## What the exercise asks
Set out the lines of the material below as a numbered list, starting with the line that contains "[segment] woman's arm" and going on through the line that contains "183L190 181L185 174L179", and leave out any blank lines.

## Task data
====
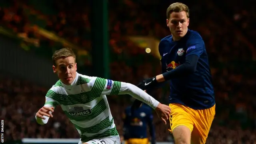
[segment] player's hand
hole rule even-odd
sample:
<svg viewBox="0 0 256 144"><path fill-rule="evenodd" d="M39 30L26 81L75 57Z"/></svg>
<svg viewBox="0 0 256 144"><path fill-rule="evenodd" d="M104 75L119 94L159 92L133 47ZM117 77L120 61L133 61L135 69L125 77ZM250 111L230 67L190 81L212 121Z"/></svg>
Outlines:
<svg viewBox="0 0 256 144"><path fill-rule="evenodd" d="M54 111L54 108L53 107L50 108L44 106L37 112L36 114L36 116L38 118L41 118L44 120L45 119L45 118L44 117L44 116L52 118L53 116L52 114L52 113Z"/></svg>
<svg viewBox="0 0 256 144"><path fill-rule="evenodd" d="M143 80L137 85L138 88L142 90L151 89L155 87L157 84L156 77Z"/></svg>
<svg viewBox="0 0 256 144"><path fill-rule="evenodd" d="M155 110L164 123L166 124L166 121L168 120L171 115L171 108L170 107L165 104L159 103Z"/></svg>

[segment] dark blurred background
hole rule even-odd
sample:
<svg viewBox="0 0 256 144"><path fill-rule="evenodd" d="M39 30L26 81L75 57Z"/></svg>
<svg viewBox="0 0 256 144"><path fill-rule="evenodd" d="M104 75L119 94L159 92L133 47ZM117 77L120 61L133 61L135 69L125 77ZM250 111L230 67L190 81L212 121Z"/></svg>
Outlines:
<svg viewBox="0 0 256 144"><path fill-rule="evenodd" d="M166 10L175 2L189 7L189 28L201 35L209 55L216 114L207 144L256 144L256 11L249 0L0 0L4 141L79 138L60 107L47 124L35 122L57 80L51 59L56 50L73 48L83 74L136 84L160 74L157 46L170 34ZM169 90L166 86L152 95L166 103ZM122 136L122 114L132 100L108 98ZM156 118L157 141L172 141L168 126Z"/></svg>

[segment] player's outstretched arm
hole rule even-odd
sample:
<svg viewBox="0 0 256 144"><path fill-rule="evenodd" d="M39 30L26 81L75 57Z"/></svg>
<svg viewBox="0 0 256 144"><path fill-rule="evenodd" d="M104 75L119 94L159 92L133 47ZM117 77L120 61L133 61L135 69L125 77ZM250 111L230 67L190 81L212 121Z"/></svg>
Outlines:
<svg viewBox="0 0 256 144"><path fill-rule="evenodd" d="M114 81L98 77L92 77L89 83L91 90L96 94L129 94L148 104L156 110L164 123L170 116L169 106L162 104L146 92L134 85L123 82Z"/></svg>
<svg viewBox="0 0 256 144"><path fill-rule="evenodd" d="M44 106L41 108L36 114L36 122L40 124L46 124L50 117L52 117L52 112L59 103L55 100L57 94L52 90L49 90L46 96Z"/></svg>

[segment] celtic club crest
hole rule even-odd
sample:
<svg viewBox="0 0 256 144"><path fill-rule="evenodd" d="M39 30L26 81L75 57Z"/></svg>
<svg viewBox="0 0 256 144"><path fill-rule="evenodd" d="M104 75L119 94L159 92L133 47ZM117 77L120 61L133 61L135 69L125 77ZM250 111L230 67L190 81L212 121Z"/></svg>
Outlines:
<svg viewBox="0 0 256 144"><path fill-rule="evenodd" d="M83 94L81 95L81 100L82 102L86 102L88 101L88 96L87 95Z"/></svg>

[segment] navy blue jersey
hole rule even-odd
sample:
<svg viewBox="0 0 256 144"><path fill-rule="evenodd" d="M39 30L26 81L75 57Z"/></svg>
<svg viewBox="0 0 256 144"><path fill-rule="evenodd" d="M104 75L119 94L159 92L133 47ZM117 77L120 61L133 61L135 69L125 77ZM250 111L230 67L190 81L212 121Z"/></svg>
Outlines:
<svg viewBox="0 0 256 144"><path fill-rule="evenodd" d="M195 109L213 106L215 102L212 75L204 42L199 34L188 30L177 41L173 41L171 35L167 36L161 40L159 50L163 73L181 66L191 56L198 58L193 72L170 79L170 103Z"/></svg>
<svg viewBox="0 0 256 144"><path fill-rule="evenodd" d="M124 137L126 140L132 138L147 138L147 127L149 127L151 140L154 140L155 134L153 125L153 115L151 108L143 104L139 108L131 112L131 107L126 109L124 120Z"/></svg>

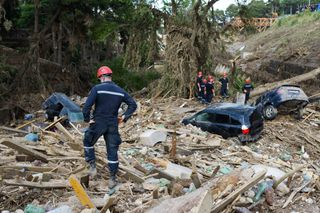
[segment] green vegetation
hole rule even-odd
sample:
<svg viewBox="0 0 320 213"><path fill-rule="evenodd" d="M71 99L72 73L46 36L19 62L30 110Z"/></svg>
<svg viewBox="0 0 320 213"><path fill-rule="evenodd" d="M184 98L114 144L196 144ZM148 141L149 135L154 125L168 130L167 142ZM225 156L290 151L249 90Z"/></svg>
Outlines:
<svg viewBox="0 0 320 213"><path fill-rule="evenodd" d="M298 26L320 20L320 12L303 12L293 16L281 18L277 21L275 27Z"/></svg>
<svg viewBox="0 0 320 213"><path fill-rule="evenodd" d="M142 88L147 87L154 80L161 77L155 70L133 71L125 68L123 66L122 57L105 61L103 64L112 69L112 80L127 91L141 90ZM95 70L92 75L93 81L98 83Z"/></svg>

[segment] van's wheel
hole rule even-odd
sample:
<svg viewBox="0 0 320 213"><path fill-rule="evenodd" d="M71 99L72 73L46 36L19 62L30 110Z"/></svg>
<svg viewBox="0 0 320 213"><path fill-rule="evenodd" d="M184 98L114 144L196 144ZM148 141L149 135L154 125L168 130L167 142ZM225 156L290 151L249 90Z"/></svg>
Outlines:
<svg viewBox="0 0 320 213"><path fill-rule="evenodd" d="M296 112L295 112L295 118L300 120L303 118L303 114L304 114L304 108L299 108Z"/></svg>
<svg viewBox="0 0 320 213"><path fill-rule="evenodd" d="M268 120L273 120L278 114L278 110L272 106L267 105L263 109L263 117Z"/></svg>

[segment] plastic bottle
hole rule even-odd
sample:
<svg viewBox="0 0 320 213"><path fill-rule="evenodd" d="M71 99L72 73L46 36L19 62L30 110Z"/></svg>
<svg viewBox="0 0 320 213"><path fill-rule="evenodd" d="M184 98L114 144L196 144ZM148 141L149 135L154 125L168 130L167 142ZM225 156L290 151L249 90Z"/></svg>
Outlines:
<svg viewBox="0 0 320 213"><path fill-rule="evenodd" d="M27 207L24 209L24 213L45 213L44 208L28 204Z"/></svg>
<svg viewBox="0 0 320 213"><path fill-rule="evenodd" d="M31 120L32 118L34 118L34 114L25 114L24 115L24 120Z"/></svg>
<svg viewBox="0 0 320 213"><path fill-rule="evenodd" d="M70 206L63 205L59 208L48 211L47 213L72 213L72 208Z"/></svg>

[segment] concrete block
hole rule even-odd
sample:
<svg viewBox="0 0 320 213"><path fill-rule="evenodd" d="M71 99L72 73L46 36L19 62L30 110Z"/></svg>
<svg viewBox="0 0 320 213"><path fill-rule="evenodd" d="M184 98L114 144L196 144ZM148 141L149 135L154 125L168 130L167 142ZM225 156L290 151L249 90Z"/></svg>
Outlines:
<svg viewBox="0 0 320 213"><path fill-rule="evenodd" d="M167 140L167 133L159 130L147 130L140 135L140 142L146 146L154 146Z"/></svg>

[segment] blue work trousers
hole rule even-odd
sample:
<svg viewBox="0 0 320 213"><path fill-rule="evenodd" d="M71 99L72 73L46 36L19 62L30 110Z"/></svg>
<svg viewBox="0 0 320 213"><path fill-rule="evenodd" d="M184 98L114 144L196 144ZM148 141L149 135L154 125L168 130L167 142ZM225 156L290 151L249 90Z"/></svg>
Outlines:
<svg viewBox="0 0 320 213"><path fill-rule="evenodd" d="M110 125L105 122L96 122L90 125L83 140L85 160L88 163L95 162L94 144L102 135L106 142L110 175L114 176L118 172L118 150L121 144L118 125Z"/></svg>

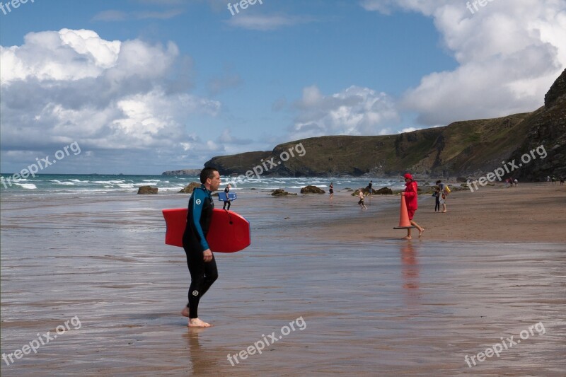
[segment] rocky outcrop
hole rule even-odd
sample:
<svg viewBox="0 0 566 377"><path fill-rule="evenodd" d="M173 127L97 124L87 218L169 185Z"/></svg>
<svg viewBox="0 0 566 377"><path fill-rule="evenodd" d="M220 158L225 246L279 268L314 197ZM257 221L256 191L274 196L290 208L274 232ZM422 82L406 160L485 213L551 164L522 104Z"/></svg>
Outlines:
<svg viewBox="0 0 566 377"><path fill-rule="evenodd" d="M325 194L326 192L316 186L305 186L301 189L301 194Z"/></svg>
<svg viewBox="0 0 566 377"><path fill-rule="evenodd" d="M274 197L287 197L288 195L296 195L296 194L292 194L291 192L287 192L283 189L277 189L271 190L271 195Z"/></svg>
<svg viewBox="0 0 566 377"><path fill-rule="evenodd" d="M185 188L181 189L179 192L183 192L185 194L192 194L192 191L195 190L195 187L200 187L200 182L191 182Z"/></svg>
<svg viewBox="0 0 566 377"><path fill-rule="evenodd" d="M140 186L137 189L138 194L157 194L157 187L152 187L151 186Z"/></svg>
<svg viewBox="0 0 566 377"><path fill-rule="evenodd" d="M183 169L180 170L167 170L161 173L161 175L191 175L198 177L200 175L201 169Z"/></svg>

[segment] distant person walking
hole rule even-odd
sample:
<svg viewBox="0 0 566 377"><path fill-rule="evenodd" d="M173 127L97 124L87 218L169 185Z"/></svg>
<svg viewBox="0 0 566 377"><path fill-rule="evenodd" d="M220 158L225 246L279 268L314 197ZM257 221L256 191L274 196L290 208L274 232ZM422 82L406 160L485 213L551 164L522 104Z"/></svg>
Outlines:
<svg viewBox="0 0 566 377"><path fill-rule="evenodd" d="M364 189L359 189L359 193L358 194L358 197L359 198L359 201L358 202L358 204L359 204L359 208L362 209L367 209L366 204L364 204Z"/></svg>
<svg viewBox="0 0 566 377"><path fill-rule="evenodd" d="M226 205L228 204L228 210L230 211L230 204L231 204L231 200L229 197L229 195L230 194L230 188L231 187L231 185L230 183L224 189L224 194L226 194L226 200L224 200L224 205L222 206L222 209L226 209Z"/></svg>
<svg viewBox="0 0 566 377"><path fill-rule="evenodd" d="M434 193L432 194L434 197L434 212L440 212L440 188L437 187L434 189Z"/></svg>
<svg viewBox="0 0 566 377"><path fill-rule="evenodd" d="M440 180L438 180L437 181L437 186L438 186L439 188L440 189L440 197L439 199L440 201L440 204L442 204L442 213L445 214L446 212L446 197L448 196L448 190L446 190L448 186L446 186L446 184Z"/></svg>
<svg viewBox="0 0 566 377"><path fill-rule="evenodd" d="M412 175L408 173L405 175L405 191L403 192L403 195L405 197L405 202L407 204L407 212L409 215L409 220L411 222L411 225L416 226L417 229L419 230L419 238L420 238L424 231L424 228L420 226L412 219L415 216L415 212L419 207L418 193L417 192L417 181L412 180ZM412 238L410 228L407 229L407 236L405 237L405 238L407 240L410 240Z"/></svg>

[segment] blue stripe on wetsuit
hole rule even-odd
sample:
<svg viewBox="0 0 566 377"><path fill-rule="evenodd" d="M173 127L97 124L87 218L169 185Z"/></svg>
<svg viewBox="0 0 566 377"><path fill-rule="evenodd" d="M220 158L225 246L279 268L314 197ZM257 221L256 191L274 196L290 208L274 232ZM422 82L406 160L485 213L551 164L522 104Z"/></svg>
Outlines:
<svg viewBox="0 0 566 377"><path fill-rule="evenodd" d="M189 213L192 215L189 216L189 221L192 221L192 224L190 224L192 228L197 231L198 233L202 251L209 248L207 238L204 238L202 227L200 226L200 216L202 214L202 207L204 206L204 199L207 198L212 200L212 197L210 196L210 191L207 190L204 185L202 185L200 189L195 188L192 192L190 205L189 206ZM198 201L200 202L197 203Z"/></svg>

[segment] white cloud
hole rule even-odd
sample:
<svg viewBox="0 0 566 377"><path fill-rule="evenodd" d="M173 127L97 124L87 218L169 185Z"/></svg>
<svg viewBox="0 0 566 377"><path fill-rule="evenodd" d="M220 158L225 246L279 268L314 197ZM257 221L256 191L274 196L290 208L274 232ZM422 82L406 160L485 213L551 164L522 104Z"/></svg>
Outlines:
<svg viewBox="0 0 566 377"><path fill-rule="evenodd" d="M470 1L473 3L473 1ZM365 0L368 11L395 8L432 18L459 66L433 72L408 91L404 109L432 125L532 111L566 66L566 1ZM470 4L471 5L471 4Z"/></svg>
<svg viewBox="0 0 566 377"><path fill-rule="evenodd" d="M108 41L92 30L62 29L0 47L0 60L1 149L8 163L18 151L40 156L74 141L90 152L83 158L97 156L101 166L158 158L174 164L185 155L197 167L200 153L222 148L203 145L192 133L200 127L190 120L216 116L221 104L171 81L185 62L174 43Z"/></svg>
<svg viewBox="0 0 566 377"><path fill-rule="evenodd" d="M395 103L384 93L350 86L330 95L316 86L303 89L291 131L294 139L320 135L371 135L399 121Z"/></svg>

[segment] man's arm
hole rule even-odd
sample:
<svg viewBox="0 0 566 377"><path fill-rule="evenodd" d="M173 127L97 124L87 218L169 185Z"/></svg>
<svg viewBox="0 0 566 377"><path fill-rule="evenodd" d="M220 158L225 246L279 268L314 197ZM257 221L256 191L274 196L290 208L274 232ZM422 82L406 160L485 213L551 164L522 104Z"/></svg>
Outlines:
<svg viewBox="0 0 566 377"><path fill-rule="evenodd" d="M190 221L192 223L194 229L197 231L197 234L200 238L200 246L202 248L202 250L201 251L204 251L209 248L208 243L207 242L207 238L204 237L204 233L202 231L202 227L200 226L200 216L202 214L202 207L204 205L205 198L206 194L204 191L199 188L195 188L195 191L192 192L192 197L191 199L191 200L192 200L192 214L190 216Z"/></svg>

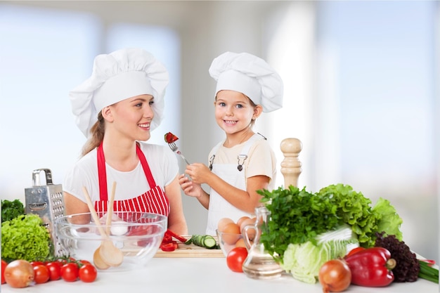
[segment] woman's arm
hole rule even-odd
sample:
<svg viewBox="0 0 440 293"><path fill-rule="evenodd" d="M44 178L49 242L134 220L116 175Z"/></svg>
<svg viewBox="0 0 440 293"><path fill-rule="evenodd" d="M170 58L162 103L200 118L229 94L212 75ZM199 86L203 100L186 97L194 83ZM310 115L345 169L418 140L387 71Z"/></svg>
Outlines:
<svg viewBox="0 0 440 293"><path fill-rule="evenodd" d="M64 192L64 207L66 215L73 214L88 213L90 211L89 206L79 198L72 195L70 193ZM82 216L75 217L76 224L84 224L90 223L90 216Z"/></svg>
<svg viewBox="0 0 440 293"><path fill-rule="evenodd" d="M168 228L179 235L188 235L188 226L183 214L183 205L177 176L170 184L165 186L165 194L170 206Z"/></svg>
<svg viewBox="0 0 440 293"><path fill-rule="evenodd" d="M195 183L190 181L185 174L179 176L179 184L188 196L195 197L199 202L208 209L209 206L209 195L202 188L200 184Z"/></svg>

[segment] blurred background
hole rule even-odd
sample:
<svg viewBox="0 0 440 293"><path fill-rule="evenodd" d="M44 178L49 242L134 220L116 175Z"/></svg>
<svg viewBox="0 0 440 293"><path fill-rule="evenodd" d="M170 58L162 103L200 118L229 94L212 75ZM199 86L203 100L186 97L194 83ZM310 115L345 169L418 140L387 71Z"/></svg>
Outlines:
<svg viewBox="0 0 440 293"><path fill-rule="evenodd" d="M211 62L227 51L259 56L285 82L283 108L254 129L278 166L280 142L299 138L299 187L341 183L373 204L389 200L406 243L439 261L439 2L2 1L2 200L24 201L36 169L62 183L85 143L68 92L89 77L96 55L130 46L150 51L170 74L151 143L164 144L171 131L190 162L207 164L224 138ZM276 181L283 185L280 172ZM207 211L182 196L190 233L204 233Z"/></svg>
====
## Output of the task
1. [segment] woman's arm
2. hole rule even-odd
3. sample:
4. <svg viewBox="0 0 440 293"><path fill-rule="evenodd" d="M44 178L49 242L134 220L116 175Z"/></svg>
5. <svg viewBox="0 0 440 293"><path fill-rule="evenodd" d="M170 58L162 103L200 118L229 94L212 75ZM199 86L203 100L186 97L194 83ZM310 115L345 169L418 140L387 71Z"/></svg>
6. Outlines:
7. <svg viewBox="0 0 440 293"><path fill-rule="evenodd" d="M64 192L64 207L66 215L73 214L88 213L90 211L89 206L79 198L72 195L70 193ZM82 216L75 217L76 224L84 224L90 223L90 216Z"/></svg>
8. <svg viewBox="0 0 440 293"><path fill-rule="evenodd" d="M168 228L179 235L188 235L188 226L183 214L183 205L177 176L170 184L165 186L165 194L170 206Z"/></svg>
9. <svg viewBox="0 0 440 293"><path fill-rule="evenodd" d="M195 183L190 181L185 174L179 176L179 184L188 196L195 197L199 202L208 209L209 206L209 195L202 188L200 184Z"/></svg>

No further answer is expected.